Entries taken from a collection
━━━━━━━━━━━━━━━━━━━━━━━━━━━━━━

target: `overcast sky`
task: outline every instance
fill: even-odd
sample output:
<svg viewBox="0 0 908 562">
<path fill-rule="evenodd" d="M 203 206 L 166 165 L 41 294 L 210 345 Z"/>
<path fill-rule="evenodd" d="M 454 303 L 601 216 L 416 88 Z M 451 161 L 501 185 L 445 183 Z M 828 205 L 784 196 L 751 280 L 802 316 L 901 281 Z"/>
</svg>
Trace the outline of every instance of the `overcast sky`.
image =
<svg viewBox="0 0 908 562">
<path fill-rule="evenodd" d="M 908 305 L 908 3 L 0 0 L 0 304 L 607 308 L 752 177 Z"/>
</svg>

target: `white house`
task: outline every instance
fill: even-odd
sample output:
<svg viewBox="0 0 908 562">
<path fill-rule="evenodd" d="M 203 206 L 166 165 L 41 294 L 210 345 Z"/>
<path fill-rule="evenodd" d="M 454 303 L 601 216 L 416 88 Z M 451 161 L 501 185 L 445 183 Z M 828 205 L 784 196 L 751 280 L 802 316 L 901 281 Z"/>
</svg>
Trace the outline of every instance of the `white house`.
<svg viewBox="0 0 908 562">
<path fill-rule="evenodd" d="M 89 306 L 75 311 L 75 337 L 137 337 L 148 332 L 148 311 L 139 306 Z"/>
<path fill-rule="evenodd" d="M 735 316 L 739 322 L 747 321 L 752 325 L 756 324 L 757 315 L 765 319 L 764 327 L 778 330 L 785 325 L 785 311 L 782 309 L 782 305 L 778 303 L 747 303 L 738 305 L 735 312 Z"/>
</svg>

━━━━━━━━━━━━━━━━━━━━━━━━━━━━━━

Copy out every item above line for line, with no changes at all.

target: `overcast sky`
task: outline every instance
fill: even-odd
sample output:
<svg viewBox="0 0 908 562">
<path fill-rule="evenodd" d="M 203 206 L 166 165 L 41 294 L 210 345 Z"/>
<path fill-rule="evenodd" d="M 454 303 L 601 216 L 416 88 Z M 451 161 L 501 185 L 445 183 Z M 828 205 L 784 196 L 751 280 L 802 316 L 901 281 Z"/>
</svg>
Trace the outline of every instance of the `overcast sky`.
image =
<svg viewBox="0 0 908 562">
<path fill-rule="evenodd" d="M 908 305 L 908 3 L 0 0 L 0 304 L 607 308 L 752 177 Z"/>
</svg>

target: `white house`
task: outline every instance
fill: even-odd
sample output:
<svg viewBox="0 0 908 562">
<path fill-rule="evenodd" d="M 203 206 L 166 165 L 41 294 L 210 345 Z"/>
<path fill-rule="evenodd" d="M 454 303 L 601 216 L 416 88 Z M 451 161 L 501 185 L 445 183 Z M 828 205 L 784 196 L 751 280 L 802 316 L 901 281 Z"/>
</svg>
Trace the outline of every instance of the `white house`.
<svg viewBox="0 0 908 562">
<path fill-rule="evenodd" d="M 89 306 L 75 311 L 75 337 L 137 337 L 148 332 L 148 311 L 139 306 Z"/>
<path fill-rule="evenodd" d="M 735 316 L 739 322 L 747 321 L 752 325 L 756 324 L 757 315 L 765 319 L 764 327 L 778 330 L 785 325 L 785 311 L 782 309 L 782 305 L 778 303 L 747 303 L 738 305 L 735 312 Z"/>
</svg>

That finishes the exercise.